◆ Short problem ◆
Report how many lines of the data below contain the string "carved", treating uppercase and lowercase as different. Give only the number.

Excerpts of pointing data
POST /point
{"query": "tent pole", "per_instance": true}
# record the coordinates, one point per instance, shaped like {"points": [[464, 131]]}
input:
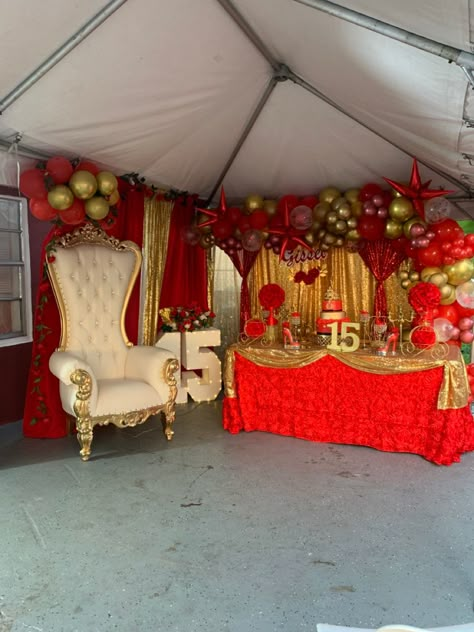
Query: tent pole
{"points": [[249, 32], [60, 53], [460, 57], [307, 86], [255, 114]]}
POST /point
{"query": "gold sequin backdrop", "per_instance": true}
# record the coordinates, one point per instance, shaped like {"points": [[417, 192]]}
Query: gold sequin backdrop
{"points": [[345, 271]]}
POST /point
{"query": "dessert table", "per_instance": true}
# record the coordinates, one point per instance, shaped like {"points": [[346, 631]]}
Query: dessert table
{"points": [[416, 404]]}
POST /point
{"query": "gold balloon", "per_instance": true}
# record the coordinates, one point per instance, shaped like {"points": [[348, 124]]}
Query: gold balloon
{"points": [[344, 212], [439, 279], [270, 206], [83, 184], [252, 202], [106, 182], [401, 209], [428, 271], [416, 219], [458, 272], [329, 194], [114, 198], [96, 207], [357, 208], [320, 211], [61, 197], [353, 235], [340, 227], [448, 294], [352, 195], [393, 229], [352, 222]]}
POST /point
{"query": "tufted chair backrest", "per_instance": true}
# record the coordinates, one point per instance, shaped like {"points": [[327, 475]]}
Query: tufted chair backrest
{"points": [[92, 277]]}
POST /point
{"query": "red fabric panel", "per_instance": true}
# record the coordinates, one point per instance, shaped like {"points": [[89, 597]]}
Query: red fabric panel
{"points": [[328, 401], [185, 274], [43, 416]]}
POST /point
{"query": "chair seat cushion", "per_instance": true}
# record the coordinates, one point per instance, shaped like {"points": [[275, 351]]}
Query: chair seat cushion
{"points": [[117, 396]]}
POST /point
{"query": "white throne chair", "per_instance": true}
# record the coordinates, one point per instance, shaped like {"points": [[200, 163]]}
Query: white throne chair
{"points": [[104, 379]]}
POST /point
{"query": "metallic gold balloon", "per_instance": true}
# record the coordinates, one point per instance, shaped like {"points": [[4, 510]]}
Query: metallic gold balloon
{"points": [[401, 209], [357, 208], [416, 219], [329, 194], [340, 227], [439, 279], [428, 271], [320, 211], [338, 202], [352, 195], [353, 235], [448, 294], [83, 184], [96, 207], [393, 229], [106, 182], [61, 197], [114, 198], [252, 202], [458, 272], [270, 206], [352, 222]]}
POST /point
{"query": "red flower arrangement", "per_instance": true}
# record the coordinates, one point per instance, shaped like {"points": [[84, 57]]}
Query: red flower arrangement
{"points": [[424, 297], [271, 296]]}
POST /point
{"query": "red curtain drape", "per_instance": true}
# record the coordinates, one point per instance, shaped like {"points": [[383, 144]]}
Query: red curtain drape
{"points": [[243, 260], [43, 416], [185, 273], [382, 259]]}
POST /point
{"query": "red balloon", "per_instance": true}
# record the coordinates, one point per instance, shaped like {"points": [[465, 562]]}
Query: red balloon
{"points": [[371, 227], [85, 165], [42, 209], [75, 214], [447, 230], [60, 169], [369, 190], [32, 184], [431, 255], [222, 229], [258, 219]]}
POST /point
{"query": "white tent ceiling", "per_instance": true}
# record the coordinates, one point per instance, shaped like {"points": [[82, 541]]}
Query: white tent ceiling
{"points": [[167, 88]]}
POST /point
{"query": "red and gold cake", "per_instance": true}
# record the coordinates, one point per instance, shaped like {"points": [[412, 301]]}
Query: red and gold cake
{"points": [[331, 312]]}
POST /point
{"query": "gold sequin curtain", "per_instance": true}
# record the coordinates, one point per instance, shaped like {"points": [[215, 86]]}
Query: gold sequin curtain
{"points": [[345, 271], [155, 243]]}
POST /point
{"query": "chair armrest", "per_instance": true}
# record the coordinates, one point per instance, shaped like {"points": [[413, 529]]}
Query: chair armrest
{"points": [[63, 364], [151, 364]]}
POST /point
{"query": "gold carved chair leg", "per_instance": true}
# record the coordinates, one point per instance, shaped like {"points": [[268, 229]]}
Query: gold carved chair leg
{"points": [[83, 381], [169, 412]]}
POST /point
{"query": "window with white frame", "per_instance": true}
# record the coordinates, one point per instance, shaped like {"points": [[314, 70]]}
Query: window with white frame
{"points": [[15, 283]]}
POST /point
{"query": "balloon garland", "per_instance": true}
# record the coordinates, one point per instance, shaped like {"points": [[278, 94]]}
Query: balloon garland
{"points": [[69, 193]]}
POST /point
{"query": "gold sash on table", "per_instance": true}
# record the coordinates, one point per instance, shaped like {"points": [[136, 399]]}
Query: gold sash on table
{"points": [[454, 391]]}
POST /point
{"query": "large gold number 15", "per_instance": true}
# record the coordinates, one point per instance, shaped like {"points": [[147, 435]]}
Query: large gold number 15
{"points": [[345, 334]]}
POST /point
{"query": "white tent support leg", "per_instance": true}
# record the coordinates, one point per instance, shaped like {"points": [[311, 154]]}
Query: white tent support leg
{"points": [[90, 26]]}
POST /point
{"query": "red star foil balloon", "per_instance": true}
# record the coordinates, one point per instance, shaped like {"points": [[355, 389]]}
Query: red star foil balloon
{"points": [[288, 233], [216, 213], [417, 191]]}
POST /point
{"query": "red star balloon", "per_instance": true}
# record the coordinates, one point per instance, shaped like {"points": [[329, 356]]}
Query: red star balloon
{"points": [[216, 213], [288, 233], [417, 191]]}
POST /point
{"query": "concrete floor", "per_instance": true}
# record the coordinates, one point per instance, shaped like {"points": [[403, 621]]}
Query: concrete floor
{"points": [[221, 533]]}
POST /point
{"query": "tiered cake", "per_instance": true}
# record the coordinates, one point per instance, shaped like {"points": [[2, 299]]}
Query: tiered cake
{"points": [[332, 312]]}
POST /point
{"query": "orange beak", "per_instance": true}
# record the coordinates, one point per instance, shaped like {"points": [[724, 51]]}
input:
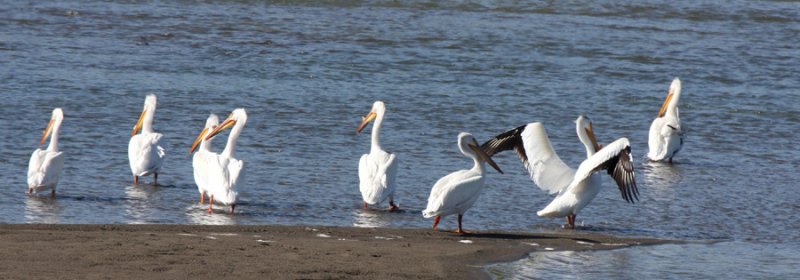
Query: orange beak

◆ Worked solution ◆
2